** Opening TEXT block **

Adding intelligence and internet connectivity to DC micro-grid controllers further enables consumer engagement with AC mains devices - through smart metering and ultimately with dynamic demand management. And this could reduce costs associated with periods of high and low power consumption.
What next for DC microgrids?
However, despite some compelling reasons for their adoption, widespread take up depends on the engagement of end-users, not to mention key enabling professionals outside the green-tech sector. “LED lighting technology is evolving rapidly, and desirable LED solutions are now available for most applications”, says Architect David Kohn: “Clients are increasingly interested in low-carbon technologies both for their own and for legislative reasons”.
Steve Appleton, director of Electrical Services at UK engineering company Ramboll UK, added, “it is standard practice when building or refurbishing to install multiple cable networks to carry lighting, ring mains, internet, intercom, telephone, and television. Thus adding a secondary DC electrical network is perfectly feasible, particularly if this network is in fact simply an extension of the lighting ring. In existing buildings, the conversion of the existing lighting circuit to a DC system and extension to provide DC sockets may be realised at modest cost.”
What DC microgrid products are available today?
In June 2009 the Low Carbon and Fuel Cell Knowledge Transfer Network brought together pioneers of DC microgrid component technologies to discuss near-term applications and sense-check the concept in the current technical, legislative and economic climate.
All of the components are in existence today and, if not already, will be available in plug-and-play form within 2 years:
- Moixa Energy is developing a ‘Home Energy Server’ to provide DC microgrid control as well as consumer engagement and monitoring of AC mains devices. First field trials are scheduled for late in 2009 with further trials in early 2010, and full roll-out possible from the end of 2010;
- Horizon Fuel Cell provides off-the-shelf fuel cell stacks from 12W-5kW. Whilst these stacks are not yet plug-and-play, Horizon have produced over a million fuel cell devices for consumer markets and are partnering with several OEMs to develop small fuel cell generators.

** Closing TEXT block **
** Opening DATA RECORDS block **

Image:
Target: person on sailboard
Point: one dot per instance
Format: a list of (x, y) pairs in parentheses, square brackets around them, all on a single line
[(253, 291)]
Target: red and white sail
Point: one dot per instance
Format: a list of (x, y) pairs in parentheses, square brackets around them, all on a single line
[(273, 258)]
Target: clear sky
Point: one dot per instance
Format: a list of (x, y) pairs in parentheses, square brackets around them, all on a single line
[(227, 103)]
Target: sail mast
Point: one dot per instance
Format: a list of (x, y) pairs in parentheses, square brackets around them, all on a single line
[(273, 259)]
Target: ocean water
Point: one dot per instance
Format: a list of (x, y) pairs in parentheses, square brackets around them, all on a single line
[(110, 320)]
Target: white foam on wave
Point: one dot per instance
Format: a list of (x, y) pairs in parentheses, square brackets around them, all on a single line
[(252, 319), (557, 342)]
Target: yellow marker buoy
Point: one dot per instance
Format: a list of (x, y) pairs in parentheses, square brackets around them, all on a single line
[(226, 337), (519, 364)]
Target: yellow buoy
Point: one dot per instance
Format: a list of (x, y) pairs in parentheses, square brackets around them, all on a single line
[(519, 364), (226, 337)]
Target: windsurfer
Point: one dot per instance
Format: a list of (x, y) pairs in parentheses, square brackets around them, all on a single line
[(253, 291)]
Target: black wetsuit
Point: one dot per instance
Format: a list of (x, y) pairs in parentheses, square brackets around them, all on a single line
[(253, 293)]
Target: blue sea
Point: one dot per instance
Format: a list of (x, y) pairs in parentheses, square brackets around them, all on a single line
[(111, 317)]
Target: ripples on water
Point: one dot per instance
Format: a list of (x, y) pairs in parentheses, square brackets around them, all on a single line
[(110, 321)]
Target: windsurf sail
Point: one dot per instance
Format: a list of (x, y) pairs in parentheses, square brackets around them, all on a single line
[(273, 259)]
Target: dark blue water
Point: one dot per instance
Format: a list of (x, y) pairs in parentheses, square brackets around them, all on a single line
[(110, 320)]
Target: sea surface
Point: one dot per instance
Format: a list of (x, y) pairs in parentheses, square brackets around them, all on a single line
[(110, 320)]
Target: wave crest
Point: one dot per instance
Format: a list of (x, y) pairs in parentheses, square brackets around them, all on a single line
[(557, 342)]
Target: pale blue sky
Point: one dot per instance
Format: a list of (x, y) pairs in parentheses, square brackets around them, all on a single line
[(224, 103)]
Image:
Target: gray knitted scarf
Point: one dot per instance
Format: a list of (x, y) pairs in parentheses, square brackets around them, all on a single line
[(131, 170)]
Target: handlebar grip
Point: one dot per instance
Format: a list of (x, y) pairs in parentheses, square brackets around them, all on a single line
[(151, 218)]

** Closing DATA RECORDS block **

> **TASKS FOR THIS EXERCISE**
(a) In the passage on DC microgrids, what range of fuel cell stack sizes does Horizon Fuel Cell provide off the shelf?
(b) Decide whether each statement agrees with the passage on DC microgrids. Answer yes or no for each, and quote the words of the passage that settle it.
(i) Moixa Energy has scheduled the first field trials of its Home Energy Server for late 2009.
(ii) Horizon Fuel Cell's stacks are already plug-and-play.
(iii) The Low Carbon and Fuel Cell Knowledge Transfer Network held its meeting of DC microgrid pioneers in June 2010.
(c) Write the next part of the passage on DC microgrids, picking up after its final sentence.

> **EXERCISE ANSWERS**
(a) Horizon Fuel Cell provides off-the-shelf fuel cell stacks from 12W to 5kW.

(b)
(i) Yes: "First field trials are scheduled for late in 2009"
(ii) No: "Whilst these stacks are not yet plug-and-play"
(iii) No: "In June 2009 the Low Carbon and Fuel Cell Knowledge Transfer Network brought together pioneers of DC microgrid component technologies"

(c)
- BOC, a member of the Linde Group, has been supplying hydrogen for decades and is currently field trialling a new consumer friendly mini-cylinder suitable for microgrid applications along with a plug-and-play hydrogen fuel cell generator. The first target market is off-grid offices i.e. on construction sites.
- Sun Microsystems has for several years been selling a 4-watt virtual client computer which is ideally suited to DC microgrid applications in offices and educational settings;
- Philips has embraced LED for a very wide range of applications including internal residential and commercial, as well as external lighting.
Further information: what is a DC Microgrid?
A DC microgrid comprises:
- DC power generation (i.e. fuel cell, solar PV panels, or micro wind turbines);
- DC electrical storage (i.e. battery or super capacitor);
- DC power distribution (i.e. wiring and control);
- DC gadgets (i.e. laptops, telephones, satellite TV controllers);
- DC lighting (i.e. LEDs).
Whilst homes generally require an AC supply for inherently “high” power devices such as washing machines, kettles and hairdryers, there are a surprising number of environments, such as site offices and outdoor events, where these devices are not used.
In such cases a DC microgrid could be the sole power provider. The elimination of invertor cost, simplified installation and reduced fuel costs yielded by a DC microgrid system potentially make it cost effective to operate independently of the electricity grid and conventional mains-power generators.